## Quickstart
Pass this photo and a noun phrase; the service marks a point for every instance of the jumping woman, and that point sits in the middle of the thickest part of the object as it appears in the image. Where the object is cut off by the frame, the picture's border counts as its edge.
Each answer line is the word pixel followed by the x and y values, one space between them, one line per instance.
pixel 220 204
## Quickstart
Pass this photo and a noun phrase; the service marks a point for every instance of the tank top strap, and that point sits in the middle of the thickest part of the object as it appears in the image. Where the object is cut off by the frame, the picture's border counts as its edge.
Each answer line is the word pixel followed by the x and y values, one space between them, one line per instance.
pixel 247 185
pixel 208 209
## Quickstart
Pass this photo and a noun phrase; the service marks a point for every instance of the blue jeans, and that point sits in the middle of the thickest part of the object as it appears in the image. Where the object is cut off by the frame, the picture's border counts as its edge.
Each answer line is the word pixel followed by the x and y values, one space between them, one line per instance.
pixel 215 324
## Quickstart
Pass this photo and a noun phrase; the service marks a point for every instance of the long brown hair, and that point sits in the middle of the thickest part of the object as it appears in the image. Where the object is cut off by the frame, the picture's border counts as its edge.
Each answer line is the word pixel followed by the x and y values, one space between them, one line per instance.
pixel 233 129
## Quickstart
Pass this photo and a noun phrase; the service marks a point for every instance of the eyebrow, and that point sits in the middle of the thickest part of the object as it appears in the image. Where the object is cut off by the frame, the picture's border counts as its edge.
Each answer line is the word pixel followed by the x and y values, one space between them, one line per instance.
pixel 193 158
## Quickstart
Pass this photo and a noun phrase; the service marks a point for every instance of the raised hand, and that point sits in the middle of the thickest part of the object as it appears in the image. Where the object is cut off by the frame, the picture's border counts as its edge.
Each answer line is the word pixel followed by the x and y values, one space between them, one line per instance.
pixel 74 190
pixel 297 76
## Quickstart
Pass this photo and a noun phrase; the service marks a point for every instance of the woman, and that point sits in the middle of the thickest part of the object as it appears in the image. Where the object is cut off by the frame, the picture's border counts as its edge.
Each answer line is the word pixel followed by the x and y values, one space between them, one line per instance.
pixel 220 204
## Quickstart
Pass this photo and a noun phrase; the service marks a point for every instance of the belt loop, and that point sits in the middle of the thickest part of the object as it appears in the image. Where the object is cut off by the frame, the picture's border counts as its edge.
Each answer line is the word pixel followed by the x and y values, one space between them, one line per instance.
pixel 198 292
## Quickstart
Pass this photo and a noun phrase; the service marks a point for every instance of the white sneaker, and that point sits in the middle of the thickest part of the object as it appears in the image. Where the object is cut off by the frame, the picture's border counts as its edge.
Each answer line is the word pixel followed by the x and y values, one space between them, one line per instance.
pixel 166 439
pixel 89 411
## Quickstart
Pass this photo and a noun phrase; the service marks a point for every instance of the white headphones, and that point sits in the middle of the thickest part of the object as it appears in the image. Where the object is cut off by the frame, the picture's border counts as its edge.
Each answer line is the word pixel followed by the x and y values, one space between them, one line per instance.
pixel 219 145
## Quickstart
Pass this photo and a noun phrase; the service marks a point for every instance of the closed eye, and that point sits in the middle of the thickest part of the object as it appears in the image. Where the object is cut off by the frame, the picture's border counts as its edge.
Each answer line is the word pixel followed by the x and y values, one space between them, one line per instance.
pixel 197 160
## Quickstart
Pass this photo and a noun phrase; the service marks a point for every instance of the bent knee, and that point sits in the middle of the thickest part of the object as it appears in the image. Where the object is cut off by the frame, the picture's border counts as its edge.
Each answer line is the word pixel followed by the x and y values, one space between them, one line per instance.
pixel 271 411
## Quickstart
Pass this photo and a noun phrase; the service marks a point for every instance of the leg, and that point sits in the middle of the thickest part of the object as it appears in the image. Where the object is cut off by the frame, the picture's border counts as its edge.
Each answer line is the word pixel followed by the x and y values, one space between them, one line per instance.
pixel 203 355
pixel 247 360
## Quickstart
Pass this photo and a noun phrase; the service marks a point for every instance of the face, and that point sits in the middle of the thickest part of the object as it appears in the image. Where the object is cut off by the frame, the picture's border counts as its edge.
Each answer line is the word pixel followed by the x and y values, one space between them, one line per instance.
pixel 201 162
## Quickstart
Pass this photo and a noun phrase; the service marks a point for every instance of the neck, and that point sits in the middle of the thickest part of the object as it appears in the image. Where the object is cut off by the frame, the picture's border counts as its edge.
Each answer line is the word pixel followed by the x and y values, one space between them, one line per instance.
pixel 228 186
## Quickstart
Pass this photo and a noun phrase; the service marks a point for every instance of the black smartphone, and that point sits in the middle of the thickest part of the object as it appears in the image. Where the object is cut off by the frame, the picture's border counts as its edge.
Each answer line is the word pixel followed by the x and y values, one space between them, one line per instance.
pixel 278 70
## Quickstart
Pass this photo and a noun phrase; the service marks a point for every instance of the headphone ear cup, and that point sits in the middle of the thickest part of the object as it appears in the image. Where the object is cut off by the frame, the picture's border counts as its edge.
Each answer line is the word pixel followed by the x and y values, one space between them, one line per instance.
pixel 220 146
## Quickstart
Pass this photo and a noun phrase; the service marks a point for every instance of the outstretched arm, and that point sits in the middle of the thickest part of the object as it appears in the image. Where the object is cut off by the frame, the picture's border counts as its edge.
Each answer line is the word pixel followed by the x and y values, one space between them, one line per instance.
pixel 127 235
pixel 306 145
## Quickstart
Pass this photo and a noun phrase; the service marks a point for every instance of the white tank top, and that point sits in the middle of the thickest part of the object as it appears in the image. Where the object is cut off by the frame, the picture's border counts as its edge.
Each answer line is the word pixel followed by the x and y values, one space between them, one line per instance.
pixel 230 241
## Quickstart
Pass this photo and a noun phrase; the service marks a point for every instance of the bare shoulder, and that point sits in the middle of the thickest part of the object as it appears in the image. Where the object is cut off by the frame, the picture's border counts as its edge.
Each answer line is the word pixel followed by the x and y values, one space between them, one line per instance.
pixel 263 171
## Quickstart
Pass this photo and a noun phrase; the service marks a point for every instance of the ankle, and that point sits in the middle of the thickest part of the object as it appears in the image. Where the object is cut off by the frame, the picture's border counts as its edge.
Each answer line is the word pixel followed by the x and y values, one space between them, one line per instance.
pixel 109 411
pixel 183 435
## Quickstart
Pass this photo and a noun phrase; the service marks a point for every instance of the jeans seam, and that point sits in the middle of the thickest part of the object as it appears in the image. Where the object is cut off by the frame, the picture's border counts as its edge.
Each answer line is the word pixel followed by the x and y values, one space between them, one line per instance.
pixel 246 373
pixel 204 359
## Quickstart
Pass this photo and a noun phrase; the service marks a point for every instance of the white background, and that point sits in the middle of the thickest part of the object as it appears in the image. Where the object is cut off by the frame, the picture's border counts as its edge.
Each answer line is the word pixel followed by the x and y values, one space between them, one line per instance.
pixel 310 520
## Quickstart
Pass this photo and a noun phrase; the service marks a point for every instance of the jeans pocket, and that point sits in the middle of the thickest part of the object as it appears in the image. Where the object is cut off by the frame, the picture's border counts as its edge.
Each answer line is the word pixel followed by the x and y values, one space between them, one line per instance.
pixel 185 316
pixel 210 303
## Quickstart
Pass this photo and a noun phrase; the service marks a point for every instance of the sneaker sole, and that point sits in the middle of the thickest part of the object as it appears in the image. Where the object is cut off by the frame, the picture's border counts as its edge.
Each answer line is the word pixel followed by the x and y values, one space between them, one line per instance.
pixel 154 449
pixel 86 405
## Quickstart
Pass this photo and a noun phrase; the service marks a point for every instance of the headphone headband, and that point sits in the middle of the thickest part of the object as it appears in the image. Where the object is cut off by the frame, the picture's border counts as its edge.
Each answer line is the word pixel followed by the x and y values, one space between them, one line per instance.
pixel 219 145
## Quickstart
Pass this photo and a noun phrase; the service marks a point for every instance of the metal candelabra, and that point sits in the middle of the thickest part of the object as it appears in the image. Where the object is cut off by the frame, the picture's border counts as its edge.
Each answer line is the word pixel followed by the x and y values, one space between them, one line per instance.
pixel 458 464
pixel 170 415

= = = = =

Objective: Rewrite the items from the start through the line containing "pixel 193 158", replacing "noun phrase" with "text label" and leaving everything else the same.

Solution for this task:
## Quickstart
Pass this photo and a text label; the service marks a point for every instance of the jumping woman, and that point sits in the middle of the thickest part of the object as it appears in the image. Where the object is cut off by the frame, the picture's border counts as its edge.
Each answer line is the word pixel followed by the x and y values, one space between them, one line per instance.
pixel 220 204
## Quickstart
Pass this photo and a text label; the service marks a point for every instance of the tank top strap, and that point sits in the middle of the thickest part of the object as it appears in the image. Where the object is cut off by the frame, the picture's border counts as its edge.
Each answer line is the word pixel followed by the x and y values, one space between them, one line per instance.
pixel 247 185
pixel 208 209
## Quickstart
Pass this photo and a text label; the service marks a point for every instance of the blue jeans, and that point sits in the middle of the thickest part of the object as it appears in the image. Where the object is cut off by the frame, the picture's border counts as its edge.
Each answer line is the word pixel followed by the x and y values, one space between them, one line per instance.
pixel 215 324
## Quickstart
Pass this photo and a text label; the service marks a point for every instance of the long brown hair, and that point sits in the middle of the thickest part of the object as it appears in the image. Where the object is cut off by the frame, the picture's border counts as its edge.
Each answer line is the word pixel followed by the x and y values, one space between them, one line per instance.
pixel 233 129
## Quickstart
Pass this photo and a text label; the service marks a point for every instance of the eyebrow, and that point sits in the middle of the thickest part of the object as it appears in the image. Where the object is cut off by the frame, the picture's border counts as its edge.
Each answer line is the word pixel followed by the x and y values, one space between them, one line per instance.
pixel 193 158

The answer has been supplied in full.